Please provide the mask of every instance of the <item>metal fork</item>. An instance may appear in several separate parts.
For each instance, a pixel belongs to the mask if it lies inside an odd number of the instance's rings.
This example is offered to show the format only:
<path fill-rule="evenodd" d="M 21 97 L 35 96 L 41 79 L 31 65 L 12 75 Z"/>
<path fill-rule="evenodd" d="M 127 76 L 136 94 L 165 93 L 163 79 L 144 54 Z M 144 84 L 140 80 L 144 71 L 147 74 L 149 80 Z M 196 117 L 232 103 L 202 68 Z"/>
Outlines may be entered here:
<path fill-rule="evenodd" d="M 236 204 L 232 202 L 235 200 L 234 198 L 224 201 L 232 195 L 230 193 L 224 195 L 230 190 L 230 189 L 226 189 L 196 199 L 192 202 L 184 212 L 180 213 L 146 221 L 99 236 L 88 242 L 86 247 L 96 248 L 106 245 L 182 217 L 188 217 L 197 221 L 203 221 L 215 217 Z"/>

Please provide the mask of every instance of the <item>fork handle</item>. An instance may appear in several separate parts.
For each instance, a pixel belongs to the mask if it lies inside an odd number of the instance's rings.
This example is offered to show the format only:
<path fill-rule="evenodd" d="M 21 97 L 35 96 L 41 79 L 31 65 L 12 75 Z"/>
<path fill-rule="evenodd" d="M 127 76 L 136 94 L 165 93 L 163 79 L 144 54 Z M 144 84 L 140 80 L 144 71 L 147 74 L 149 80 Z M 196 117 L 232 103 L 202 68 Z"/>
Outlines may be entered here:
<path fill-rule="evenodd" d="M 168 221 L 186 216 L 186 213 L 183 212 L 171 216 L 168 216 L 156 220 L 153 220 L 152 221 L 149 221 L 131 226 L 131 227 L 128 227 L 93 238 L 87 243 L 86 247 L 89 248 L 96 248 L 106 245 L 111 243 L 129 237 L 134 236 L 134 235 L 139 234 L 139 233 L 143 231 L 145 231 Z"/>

----

¿Qué líneas de los registros contienen la palabra "provide"? Selecciónalas y cópialas completas.

Please provide the mask of every instance of the <item>metal fork</item>. An instance may appear in several separate parts.
Please provide the mask of every instance of the <item>fork handle</item>. An instance may appear in several separate parts.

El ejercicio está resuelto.